• **Task to carry out**
In full and without alteration, write out the records.

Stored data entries

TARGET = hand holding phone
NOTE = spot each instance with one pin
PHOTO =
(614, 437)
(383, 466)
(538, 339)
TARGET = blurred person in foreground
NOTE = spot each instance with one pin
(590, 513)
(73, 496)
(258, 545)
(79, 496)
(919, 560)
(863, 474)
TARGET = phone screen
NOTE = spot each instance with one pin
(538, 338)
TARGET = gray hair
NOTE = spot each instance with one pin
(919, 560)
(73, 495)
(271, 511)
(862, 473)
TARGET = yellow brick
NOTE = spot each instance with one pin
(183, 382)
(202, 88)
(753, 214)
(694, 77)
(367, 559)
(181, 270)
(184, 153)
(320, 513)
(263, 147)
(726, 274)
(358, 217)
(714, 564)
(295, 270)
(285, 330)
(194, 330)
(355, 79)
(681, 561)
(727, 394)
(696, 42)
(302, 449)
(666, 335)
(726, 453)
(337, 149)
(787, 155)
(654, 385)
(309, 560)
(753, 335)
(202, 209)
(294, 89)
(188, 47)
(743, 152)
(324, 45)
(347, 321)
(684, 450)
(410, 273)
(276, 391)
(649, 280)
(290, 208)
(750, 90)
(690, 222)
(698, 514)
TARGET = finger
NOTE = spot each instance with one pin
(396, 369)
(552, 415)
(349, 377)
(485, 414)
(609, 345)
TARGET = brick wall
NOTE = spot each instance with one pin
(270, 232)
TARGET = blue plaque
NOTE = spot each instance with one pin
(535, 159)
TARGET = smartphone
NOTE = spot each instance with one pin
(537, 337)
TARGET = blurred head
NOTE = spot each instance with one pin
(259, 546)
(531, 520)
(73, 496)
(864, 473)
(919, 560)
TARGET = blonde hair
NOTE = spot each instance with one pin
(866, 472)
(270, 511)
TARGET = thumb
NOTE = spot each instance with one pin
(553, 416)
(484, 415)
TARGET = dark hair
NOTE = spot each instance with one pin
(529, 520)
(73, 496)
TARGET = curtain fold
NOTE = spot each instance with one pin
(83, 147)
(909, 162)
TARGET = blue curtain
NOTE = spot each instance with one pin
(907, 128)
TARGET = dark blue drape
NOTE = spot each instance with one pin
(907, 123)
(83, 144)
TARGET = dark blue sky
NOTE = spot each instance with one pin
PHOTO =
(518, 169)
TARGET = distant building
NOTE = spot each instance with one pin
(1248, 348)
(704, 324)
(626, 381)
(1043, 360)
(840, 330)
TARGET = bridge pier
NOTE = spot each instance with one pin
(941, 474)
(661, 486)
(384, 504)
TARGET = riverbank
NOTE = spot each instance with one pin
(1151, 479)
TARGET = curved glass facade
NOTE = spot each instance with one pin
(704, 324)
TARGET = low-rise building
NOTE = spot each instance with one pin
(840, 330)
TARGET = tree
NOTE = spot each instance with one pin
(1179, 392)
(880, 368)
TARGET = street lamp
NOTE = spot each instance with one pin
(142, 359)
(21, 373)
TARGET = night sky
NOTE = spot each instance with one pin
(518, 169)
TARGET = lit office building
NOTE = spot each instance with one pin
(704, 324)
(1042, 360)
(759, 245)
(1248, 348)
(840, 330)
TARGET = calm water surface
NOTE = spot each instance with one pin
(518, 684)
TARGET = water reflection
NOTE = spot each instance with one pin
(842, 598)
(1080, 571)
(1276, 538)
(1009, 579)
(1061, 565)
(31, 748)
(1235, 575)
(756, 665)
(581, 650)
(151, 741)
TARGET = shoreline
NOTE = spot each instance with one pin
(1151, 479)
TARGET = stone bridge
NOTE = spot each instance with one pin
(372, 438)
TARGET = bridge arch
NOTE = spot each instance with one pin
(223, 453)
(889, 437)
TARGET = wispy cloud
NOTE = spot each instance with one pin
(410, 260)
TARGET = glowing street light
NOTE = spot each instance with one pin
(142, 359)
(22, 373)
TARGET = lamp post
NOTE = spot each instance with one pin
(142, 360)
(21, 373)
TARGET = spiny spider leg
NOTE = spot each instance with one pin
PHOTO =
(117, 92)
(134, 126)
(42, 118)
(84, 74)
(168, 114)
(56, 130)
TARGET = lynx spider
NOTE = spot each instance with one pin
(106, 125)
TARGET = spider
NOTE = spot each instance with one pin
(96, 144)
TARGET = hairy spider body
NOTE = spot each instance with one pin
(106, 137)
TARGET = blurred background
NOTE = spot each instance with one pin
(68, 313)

• **Exercise solution**
TARGET = hand holding phone
NOTE = spot each instance with one pin
PHOTO =
(614, 437)
(383, 466)
(538, 339)
TARGET = blurred person in foreground
NOTE = spot each instance with one pin
(590, 513)
(73, 496)
(258, 545)
(79, 496)
(919, 560)
(863, 474)
TARGET = phone screen
NOTE = spot each instance with one pin
(538, 338)
TARGET = gray hair
NOTE = spot each instance with one pin
(919, 560)
(73, 495)
(271, 511)
(862, 473)
TARGET = yellow brick
NOTE = spot each instance with one pin
(183, 382)
(202, 88)
(753, 214)
(694, 77)
(367, 559)
(181, 270)
(184, 153)
(320, 513)
(263, 147)
(726, 274)
(358, 217)
(714, 564)
(295, 270)
(285, 330)
(194, 330)
(355, 79)
(681, 561)
(727, 394)
(696, 42)
(302, 449)
(666, 335)
(726, 453)
(337, 149)
(787, 155)
(654, 385)
(309, 560)
(753, 335)
(202, 209)
(294, 89)
(188, 47)
(743, 152)
(324, 45)
(347, 321)
(684, 450)
(410, 273)
(276, 391)
(649, 280)
(290, 208)
(750, 90)
(690, 222)
(698, 514)
TARGET = finger
NOTE = spot each instance with one pin
(396, 369)
(552, 415)
(349, 377)
(485, 414)
(609, 345)
TARGET = brick wall
NOTE = spot each instance with one pin
(270, 232)
TARGET = blue plaque
NOTE = spot each instance with one pin
(535, 159)
TARGET = smartphone
NOTE = spot each instance with one pin
(537, 337)
TARGET = blurred head
NOTE = spot each instance with one pin
(259, 546)
(531, 520)
(73, 496)
(864, 473)
(919, 560)
TARGET = blonde hair
NOTE = spot each instance with one pin
(866, 472)
(270, 511)
TARGET = thumb
NOTE = spot each instance with one pin
(553, 416)
(484, 415)
TARGET = dark hair
NOTE = spot each instance with one pin
(529, 520)
(73, 496)
TARGET = curtain fold
NOTE = spot each instance with one pin
(83, 147)
(909, 162)
TARGET = blue curtain
NOTE = spot each instance with one pin
(907, 128)
TARGET = dark blue drape
NOTE = spot each instance with one pin
(907, 123)
(83, 144)
TARGET = dark blue sky
NOTE = spot each instance with one pin
PHOTO =
(518, 169)
TARGET = distant building
NOTE = spot each instance with one pin
(1248, 348)
(704, 324)
(626, 381)
(1043, 360)
(840, 330)
TARGET = bridge pier
NOTE = spot each instance with one pin
(941, 474)
(661, 486)
(384, 504)
TARGET = riverbank
NOTE = spot each instance with one pin
(1151, 479)
TARGET = curved glass facade
NOTE = spot each instance with one pin
(704, 324)
TARGET = low-rise building
NOTE = spot each instance with one pin
(840, 330)
TARGET = tree
NOTE = spot each instance with one pin
(1179, 392)
(880, 368)
TARGET = street lamp
NOTE = spot each instance with one pin
(142, 359)
(21, 373)
TARGET = night sky
NOTE = spot each instance with one pin
(518, 169)
TARGET = lit office building
NOTE = spot each instance with one pin
(704, 324)
(1042, 360)
(759, 245)
(1248, 348)
(840, 330)
TARGET = calm water surface
NOTE = spot each instance with one pin
(518, 684)
TARGET = water reflection
NOTE = spot each instance with one pin
(842, 598)
(1080, 571)
(1276, 538)
(1009, 579)
(1061, 565)
(31, 748)
(1235, 575)
(756, 665)
(581, 650)
(151, 741)
TARGET = shoreline
NOTE = spot each instance with one pin
(1151, 479)
TARGET = stone bridge
NOTE = spot each instance with one pin
(372, 438)
TARGET = bridge arch
NOTE = spot each instance with one pin
(223, 453)
(889, 437)
TARGET = wispy cloud
NOTE = spot each instance with one pin
(410, 260)
TARGET = glowing street light
NOTE = spot each instance with one pin
(142, 359)
(22, 373)
TARGET = lamp post
NOTE = spot each instance with one pin
(142, 360)
(21, 373)
TARGET = spiny spider leg
NOTE = spot each instance with one pin
PHOTO =
(117, 92)
(134, 126)
(42, 118)
(84, 74)
(168, 114)
(56, 130)
TARGET = lynx spider
NOTE = spot each instance with one pin
(106, 125)
TARGET = spider
NOTE = spot each instance with one pin
(96, 144)
TARGET = hairy spider body
NOTE = spot each instance with one pin
(106, 137)
TARGET = blurred background
NOTE = spot each instance with one pin
(68, 313)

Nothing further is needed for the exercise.